> What you should do: The answer must repeat every record exactly, with all pictures omitted.

(Record excerpts Opens)

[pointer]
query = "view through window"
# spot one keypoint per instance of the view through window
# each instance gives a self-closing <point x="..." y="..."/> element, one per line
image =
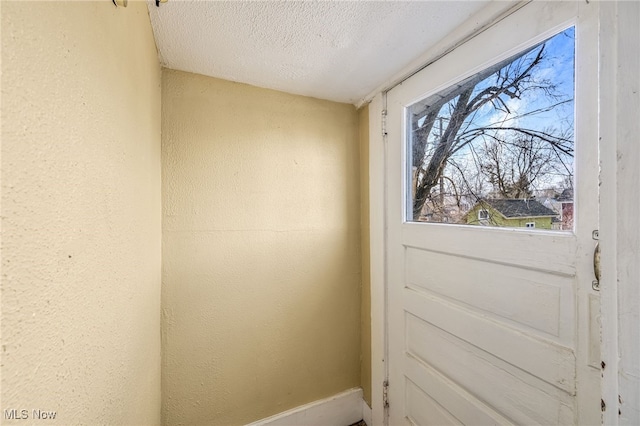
<point x="497" y="148"/>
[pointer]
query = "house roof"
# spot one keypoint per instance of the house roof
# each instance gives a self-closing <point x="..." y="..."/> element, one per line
<point x="514" y="208"/>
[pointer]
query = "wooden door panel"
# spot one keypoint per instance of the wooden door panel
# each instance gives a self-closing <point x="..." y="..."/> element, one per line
<point x="518" y="395"/>
<point x="519" y="298"/>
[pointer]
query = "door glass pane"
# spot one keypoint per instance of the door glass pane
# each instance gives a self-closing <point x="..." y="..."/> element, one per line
<point x="497" y="148"/>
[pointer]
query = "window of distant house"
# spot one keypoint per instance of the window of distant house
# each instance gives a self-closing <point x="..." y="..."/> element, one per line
<point x="505" y="133"/>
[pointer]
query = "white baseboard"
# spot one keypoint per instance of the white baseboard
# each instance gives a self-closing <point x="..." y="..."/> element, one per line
<point x="342" y="409"/>
<point x="367" y="413"/>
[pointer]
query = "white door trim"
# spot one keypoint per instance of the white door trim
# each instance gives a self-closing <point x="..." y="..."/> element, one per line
<point x="619" y="232"/>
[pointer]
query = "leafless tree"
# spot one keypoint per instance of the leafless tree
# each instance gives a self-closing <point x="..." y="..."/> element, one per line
<point x="446" y="123"/>
<point x="514" y="164"/>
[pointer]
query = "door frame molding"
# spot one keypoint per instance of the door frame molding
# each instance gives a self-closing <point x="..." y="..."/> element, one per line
<point x="617" y="31"/>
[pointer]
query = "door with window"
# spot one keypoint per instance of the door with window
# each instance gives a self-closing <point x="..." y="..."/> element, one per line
<point x="492" y="192"/>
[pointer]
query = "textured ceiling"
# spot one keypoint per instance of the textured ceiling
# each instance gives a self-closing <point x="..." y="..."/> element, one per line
<point x="332" y="50"/>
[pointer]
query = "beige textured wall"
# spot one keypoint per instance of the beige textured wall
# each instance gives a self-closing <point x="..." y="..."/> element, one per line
<point x="81" y="213"/>
<point x="261" y="250"/>
<point x="365" y="302"/>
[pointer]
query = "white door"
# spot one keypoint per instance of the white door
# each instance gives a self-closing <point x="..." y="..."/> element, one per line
<point x="495" y="324"/>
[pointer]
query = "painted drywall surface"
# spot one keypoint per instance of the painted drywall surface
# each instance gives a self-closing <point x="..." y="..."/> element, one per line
<point x="81" y="213"/>
<point x="261" y="250"/>
<point x="365" y="305"/>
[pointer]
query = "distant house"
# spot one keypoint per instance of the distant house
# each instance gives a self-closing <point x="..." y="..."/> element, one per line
<point x="513" y="213"/>
<point x="566" y="209"/>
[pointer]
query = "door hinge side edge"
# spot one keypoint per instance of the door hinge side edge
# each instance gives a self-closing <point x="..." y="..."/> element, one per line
<point x="385" y="394"/>
<point x="384" y="123"/>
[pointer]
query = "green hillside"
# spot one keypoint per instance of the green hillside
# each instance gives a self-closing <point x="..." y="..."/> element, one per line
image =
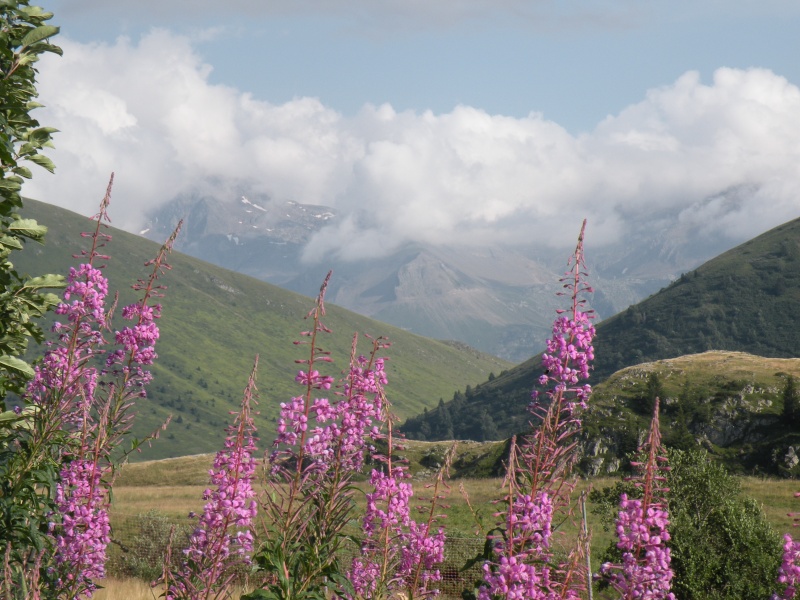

(Record excerpts Closes)

> Result below:
[pointer]
query = "view through window"
# spot one keypoint per instance of the view through window
# each instance gives a self-closing <point x="..." y="..."/> element, one per line
image =
<point x="497" y="148"/>
[pointer]
query = "house roof"
# spot one keypoint per instance of the house roof
# each instance gives a self-closing <point x="..." y="..."/> element, one per line
<point x="514" y="208"/>
[pointer]
query = "wooden door panel"
# spot one keypoint per instance of the wooden door panel
# each instance gives a self-closing <point x="..." y="..."/> element, one per line
<point x="518" y="395"/>
<point x="519" y="298"/>
[pointer]
query = "door glass pane"
# spot one keypoint per instance of the door glass pane
# each instance gives a self-closing <point x="..." y="..."/> element, one per line
<point x="497" y="148"/>
[pointer]
query = "window of distant house"
# spot one keypoint per instance of the window of distant house
# each instance gives a self-closing <point x="..." y="..."/> element, one per line
<point x="505" y="133"/>
[pointer]
query = "white baseboard"
# spot one keypoint per instance of the white baseboard
# each instance gives a self-closing <point x="..." y="..."/> element, one per line
<point x="342" y="409"/>
<point x="367" y="413"/>
[pointer]
query = "white door trim"
# spot one keypoint per instance of the white door trim
# each instance gives a self-closing <point x="..." y="..."/> element, one per line
<point x="619" y="232"/>
[pointer]
query = "leafless tree"
# spot one keypoint per instance of the leafless tree
# each instance gives a self-closing <point x="..." y="..."/> element, one per line
<point x="446" y="123"/>
<point x="514" y="164"/>
[pointer]
query = "door frame molding"
# spot one keypoint per instance of the door frame molding
# each instance gives a self-closing <point x="..." y="..."/> element, one per line
<point x="617" y="31"/>
[pointer]
query = "door with window"
# spot one keypoint per instance of the door with window
# each instance gives a self-closing <point x="..." y="..."/> element, one per line
<point x="492" y="192"/>
[pointer]
query = "textured ceiling"
# spot one keypoint per instance of the textured ceiling
# each instance gives a self-closing <point x="..." y="..."/> element, one per line
<point x="332" y="50"/>
[pointer]
query = "beige textured wall"
# spot one keypoint per instance of the beige textured wall
# each instance gives a self-closing <point x="..." y="..."/> element, one per line
<point x="81" y="213"/>
<point x="261" y="250"/>
<point x="365" y="302"/>
[pointer]
query = "white door"
# spot one keypoint per instance of the white door
# each instance gives a self-closing <point x="..." y="..."/> element, one per line
<point x="495" y="324"/>
[pointer]
query = "painted drywall surface"
# spot one keypoint per instance of the painted drywall surface
# each instance gives a self-closing <point x="..." y="..."/> element, one per line
<point x="81" y="213"/>
<point x="261" y="250"/>
<point x="365" y="305"/>
[pointer]
query = "distant house"
# spot one keypoint per instance of the distant house
# each instance gives a self-closing <point x="..." y="..."/> element, one per line
<point x="513" y="213"/>
<point x="566" y="209"/>
[pointer]
query = "door hinge side edge"
# spot one keypoint per instance of the door hinge side edge
# each instance gives a self-closing <point x="..." y="..."/> element, one per line
<point x="385" y="394"/>
<point x="384" y="123"/>
[pointer]
query = "green hillside"
# spot one keypoint per instance of the green hillside
# each instance gives a self-closing <point x="..." y="..."/> element, one per line
image =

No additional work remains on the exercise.